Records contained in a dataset
▼
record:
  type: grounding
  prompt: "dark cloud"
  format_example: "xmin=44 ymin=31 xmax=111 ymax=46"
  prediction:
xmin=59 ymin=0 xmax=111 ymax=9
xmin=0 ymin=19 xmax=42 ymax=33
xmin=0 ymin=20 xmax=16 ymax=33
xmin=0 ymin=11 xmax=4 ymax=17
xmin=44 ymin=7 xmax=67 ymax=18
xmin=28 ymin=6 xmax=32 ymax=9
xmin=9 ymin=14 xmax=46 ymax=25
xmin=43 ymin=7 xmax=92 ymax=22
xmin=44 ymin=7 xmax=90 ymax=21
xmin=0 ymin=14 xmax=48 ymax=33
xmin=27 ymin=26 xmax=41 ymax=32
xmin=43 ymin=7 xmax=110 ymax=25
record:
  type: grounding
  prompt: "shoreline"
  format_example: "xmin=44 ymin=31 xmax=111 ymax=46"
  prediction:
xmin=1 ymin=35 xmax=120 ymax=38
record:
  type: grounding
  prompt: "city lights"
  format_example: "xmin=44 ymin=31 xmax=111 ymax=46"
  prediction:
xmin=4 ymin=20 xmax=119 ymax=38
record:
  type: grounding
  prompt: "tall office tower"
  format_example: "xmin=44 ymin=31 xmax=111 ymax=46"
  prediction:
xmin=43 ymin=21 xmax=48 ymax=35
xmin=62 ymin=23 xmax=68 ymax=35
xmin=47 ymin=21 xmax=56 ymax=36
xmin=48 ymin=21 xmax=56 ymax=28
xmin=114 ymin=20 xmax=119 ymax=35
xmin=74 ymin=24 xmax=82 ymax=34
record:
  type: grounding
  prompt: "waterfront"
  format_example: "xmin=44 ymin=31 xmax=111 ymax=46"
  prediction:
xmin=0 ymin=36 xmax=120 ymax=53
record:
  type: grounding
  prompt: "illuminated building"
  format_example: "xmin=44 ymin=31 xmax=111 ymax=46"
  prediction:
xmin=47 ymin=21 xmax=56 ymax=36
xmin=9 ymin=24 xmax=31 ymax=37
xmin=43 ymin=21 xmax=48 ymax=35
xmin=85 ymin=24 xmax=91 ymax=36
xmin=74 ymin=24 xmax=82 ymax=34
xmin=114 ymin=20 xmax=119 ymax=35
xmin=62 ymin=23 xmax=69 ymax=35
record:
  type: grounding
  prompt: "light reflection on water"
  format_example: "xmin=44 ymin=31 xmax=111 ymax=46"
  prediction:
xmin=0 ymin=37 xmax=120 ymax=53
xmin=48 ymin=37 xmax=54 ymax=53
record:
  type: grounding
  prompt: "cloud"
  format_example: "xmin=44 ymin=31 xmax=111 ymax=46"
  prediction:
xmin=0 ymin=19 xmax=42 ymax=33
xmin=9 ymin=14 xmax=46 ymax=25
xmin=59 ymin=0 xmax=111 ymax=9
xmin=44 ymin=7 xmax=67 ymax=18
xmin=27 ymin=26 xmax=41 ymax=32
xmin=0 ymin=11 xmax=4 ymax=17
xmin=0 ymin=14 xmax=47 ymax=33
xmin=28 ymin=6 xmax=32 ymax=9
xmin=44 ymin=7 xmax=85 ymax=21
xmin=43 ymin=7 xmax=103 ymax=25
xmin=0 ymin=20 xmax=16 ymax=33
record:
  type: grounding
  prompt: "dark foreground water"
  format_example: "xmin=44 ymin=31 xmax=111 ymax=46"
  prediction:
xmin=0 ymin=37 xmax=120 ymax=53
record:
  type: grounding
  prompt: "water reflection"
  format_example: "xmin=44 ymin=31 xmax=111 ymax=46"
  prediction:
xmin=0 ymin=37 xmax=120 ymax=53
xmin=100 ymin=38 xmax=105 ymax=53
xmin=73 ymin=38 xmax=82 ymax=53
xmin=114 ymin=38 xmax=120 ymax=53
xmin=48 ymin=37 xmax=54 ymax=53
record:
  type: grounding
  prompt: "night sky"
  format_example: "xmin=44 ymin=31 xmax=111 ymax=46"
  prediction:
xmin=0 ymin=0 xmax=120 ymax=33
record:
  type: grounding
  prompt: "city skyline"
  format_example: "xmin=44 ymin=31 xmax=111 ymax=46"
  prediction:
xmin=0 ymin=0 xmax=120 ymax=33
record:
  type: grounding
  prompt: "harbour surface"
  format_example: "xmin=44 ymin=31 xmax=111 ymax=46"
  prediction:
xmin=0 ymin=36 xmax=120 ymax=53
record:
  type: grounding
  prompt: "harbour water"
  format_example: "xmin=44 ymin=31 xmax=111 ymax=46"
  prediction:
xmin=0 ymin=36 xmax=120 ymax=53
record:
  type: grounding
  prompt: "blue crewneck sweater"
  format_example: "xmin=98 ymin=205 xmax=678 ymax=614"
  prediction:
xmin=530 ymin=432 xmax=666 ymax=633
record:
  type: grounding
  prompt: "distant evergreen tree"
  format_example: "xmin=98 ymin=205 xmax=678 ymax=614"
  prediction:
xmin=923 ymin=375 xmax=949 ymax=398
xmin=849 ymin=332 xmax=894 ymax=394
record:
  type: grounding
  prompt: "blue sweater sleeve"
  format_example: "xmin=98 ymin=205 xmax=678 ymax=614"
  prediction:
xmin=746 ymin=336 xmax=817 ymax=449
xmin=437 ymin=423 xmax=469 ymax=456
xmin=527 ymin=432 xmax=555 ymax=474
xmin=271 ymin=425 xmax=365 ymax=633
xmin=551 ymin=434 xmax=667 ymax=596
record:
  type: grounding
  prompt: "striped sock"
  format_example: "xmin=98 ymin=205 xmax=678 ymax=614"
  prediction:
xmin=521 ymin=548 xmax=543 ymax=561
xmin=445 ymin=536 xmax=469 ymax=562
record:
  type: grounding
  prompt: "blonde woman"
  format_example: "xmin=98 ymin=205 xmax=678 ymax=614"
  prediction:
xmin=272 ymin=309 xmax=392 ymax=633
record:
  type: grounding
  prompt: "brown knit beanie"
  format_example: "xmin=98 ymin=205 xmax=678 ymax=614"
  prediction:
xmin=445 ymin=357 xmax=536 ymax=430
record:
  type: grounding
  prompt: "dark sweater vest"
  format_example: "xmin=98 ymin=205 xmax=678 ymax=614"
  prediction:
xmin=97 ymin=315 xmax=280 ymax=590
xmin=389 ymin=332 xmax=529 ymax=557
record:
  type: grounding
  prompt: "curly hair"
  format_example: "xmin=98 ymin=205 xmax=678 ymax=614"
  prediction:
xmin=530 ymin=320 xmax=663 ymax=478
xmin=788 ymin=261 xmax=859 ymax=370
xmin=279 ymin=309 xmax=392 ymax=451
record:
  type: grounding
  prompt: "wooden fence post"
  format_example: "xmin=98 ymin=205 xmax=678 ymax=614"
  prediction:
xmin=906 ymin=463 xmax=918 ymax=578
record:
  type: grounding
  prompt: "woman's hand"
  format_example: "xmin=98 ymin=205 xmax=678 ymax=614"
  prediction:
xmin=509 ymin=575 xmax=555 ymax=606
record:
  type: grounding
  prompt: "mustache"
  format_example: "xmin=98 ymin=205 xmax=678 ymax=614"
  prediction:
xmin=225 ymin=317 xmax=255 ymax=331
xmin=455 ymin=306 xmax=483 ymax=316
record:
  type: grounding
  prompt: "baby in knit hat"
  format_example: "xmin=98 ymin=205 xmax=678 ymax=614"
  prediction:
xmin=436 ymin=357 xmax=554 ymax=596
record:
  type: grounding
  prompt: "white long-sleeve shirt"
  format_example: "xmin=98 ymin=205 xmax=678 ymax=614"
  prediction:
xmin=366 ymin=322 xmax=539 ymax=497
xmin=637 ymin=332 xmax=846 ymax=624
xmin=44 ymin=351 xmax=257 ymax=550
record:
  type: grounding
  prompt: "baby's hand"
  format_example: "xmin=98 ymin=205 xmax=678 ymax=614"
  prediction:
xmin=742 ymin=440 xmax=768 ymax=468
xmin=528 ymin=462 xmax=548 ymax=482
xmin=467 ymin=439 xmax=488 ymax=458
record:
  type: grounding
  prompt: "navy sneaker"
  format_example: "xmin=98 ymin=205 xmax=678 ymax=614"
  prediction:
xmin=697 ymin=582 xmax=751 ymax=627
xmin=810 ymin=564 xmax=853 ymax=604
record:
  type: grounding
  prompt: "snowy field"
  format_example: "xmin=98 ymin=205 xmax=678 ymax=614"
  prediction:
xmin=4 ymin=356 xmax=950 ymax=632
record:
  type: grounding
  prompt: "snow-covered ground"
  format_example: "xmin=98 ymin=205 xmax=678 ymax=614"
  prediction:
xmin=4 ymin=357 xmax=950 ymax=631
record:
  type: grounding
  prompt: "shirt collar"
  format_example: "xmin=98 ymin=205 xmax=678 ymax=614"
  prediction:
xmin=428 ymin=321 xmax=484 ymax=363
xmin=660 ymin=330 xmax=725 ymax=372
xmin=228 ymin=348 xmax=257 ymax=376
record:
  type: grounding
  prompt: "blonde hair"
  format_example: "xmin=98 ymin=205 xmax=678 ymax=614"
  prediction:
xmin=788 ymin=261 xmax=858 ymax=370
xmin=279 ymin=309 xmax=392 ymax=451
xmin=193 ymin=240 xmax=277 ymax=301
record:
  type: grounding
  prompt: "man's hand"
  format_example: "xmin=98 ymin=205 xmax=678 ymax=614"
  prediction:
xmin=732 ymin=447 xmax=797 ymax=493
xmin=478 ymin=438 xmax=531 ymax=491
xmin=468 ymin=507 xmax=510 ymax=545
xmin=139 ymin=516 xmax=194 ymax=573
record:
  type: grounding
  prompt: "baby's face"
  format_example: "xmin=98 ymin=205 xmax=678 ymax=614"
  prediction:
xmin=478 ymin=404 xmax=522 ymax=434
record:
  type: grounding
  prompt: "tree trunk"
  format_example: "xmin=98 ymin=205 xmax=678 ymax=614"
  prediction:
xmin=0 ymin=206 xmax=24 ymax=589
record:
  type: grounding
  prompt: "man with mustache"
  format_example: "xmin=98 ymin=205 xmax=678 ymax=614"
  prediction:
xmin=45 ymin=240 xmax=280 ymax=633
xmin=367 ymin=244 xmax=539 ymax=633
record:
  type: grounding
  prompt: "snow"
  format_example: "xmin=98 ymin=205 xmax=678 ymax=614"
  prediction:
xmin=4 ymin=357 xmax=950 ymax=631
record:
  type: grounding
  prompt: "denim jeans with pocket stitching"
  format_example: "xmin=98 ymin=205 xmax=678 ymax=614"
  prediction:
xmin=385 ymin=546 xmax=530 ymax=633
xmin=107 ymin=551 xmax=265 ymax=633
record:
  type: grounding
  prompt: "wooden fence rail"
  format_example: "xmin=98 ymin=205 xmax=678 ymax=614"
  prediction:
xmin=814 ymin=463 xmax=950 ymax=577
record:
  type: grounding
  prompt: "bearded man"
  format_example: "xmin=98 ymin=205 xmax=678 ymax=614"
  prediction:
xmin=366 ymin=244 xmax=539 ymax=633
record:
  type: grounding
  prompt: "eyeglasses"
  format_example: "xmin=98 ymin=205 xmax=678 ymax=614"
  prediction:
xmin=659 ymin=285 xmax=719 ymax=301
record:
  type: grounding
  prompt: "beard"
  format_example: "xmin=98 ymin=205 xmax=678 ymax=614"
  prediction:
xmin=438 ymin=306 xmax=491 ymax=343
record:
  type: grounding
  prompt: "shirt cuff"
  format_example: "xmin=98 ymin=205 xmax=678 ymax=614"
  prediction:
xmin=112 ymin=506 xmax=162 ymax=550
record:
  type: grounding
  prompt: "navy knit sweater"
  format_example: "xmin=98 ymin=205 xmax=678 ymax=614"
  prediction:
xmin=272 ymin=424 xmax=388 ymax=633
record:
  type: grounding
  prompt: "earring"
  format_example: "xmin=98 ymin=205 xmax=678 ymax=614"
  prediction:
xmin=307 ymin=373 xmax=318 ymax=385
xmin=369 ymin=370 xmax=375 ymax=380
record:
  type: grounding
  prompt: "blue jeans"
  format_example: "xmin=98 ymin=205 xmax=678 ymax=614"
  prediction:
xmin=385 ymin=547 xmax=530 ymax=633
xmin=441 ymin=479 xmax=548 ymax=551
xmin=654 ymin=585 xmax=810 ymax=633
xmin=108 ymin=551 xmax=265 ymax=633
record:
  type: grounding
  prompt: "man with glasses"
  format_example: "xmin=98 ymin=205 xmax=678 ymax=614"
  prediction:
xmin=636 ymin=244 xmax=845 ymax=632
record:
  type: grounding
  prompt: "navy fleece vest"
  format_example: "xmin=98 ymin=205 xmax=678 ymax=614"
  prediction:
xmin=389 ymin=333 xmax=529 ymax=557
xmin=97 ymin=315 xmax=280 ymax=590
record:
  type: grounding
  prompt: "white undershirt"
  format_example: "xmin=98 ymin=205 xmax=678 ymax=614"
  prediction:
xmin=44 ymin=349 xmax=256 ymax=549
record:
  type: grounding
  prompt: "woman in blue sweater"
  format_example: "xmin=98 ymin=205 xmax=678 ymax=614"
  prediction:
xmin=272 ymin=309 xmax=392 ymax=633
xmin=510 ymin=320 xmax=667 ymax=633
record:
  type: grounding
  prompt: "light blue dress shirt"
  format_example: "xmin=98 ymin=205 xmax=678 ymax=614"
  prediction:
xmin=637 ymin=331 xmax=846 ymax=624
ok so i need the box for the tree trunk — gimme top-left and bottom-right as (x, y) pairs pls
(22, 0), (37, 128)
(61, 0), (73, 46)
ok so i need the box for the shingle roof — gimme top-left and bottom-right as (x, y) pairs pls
▲
Filter the data above by the word "city" and copy every line that matches.

Response
  prompt: "city lights"
  prompt: "city skyline"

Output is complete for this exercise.